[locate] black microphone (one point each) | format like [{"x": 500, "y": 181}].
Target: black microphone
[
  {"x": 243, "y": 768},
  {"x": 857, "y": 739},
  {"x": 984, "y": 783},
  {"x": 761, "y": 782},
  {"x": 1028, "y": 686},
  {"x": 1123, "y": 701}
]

## TASK TO CARRY OUT
Retype the whole listing exactly.

## EXERCISE SOLUTION
[locate] black microphone (one point each) | format like [{"x": 500, "y": 181}].
Target: black microphone
[
  {"x": 243, "y": 768},
  {"x": 857, "y": 739},
  {"x": 984, "y": 783},
  {"x": 761, "y": 782},
  {"x": 1028, "y": 686},
  {"x": 1123, "y": 701}
]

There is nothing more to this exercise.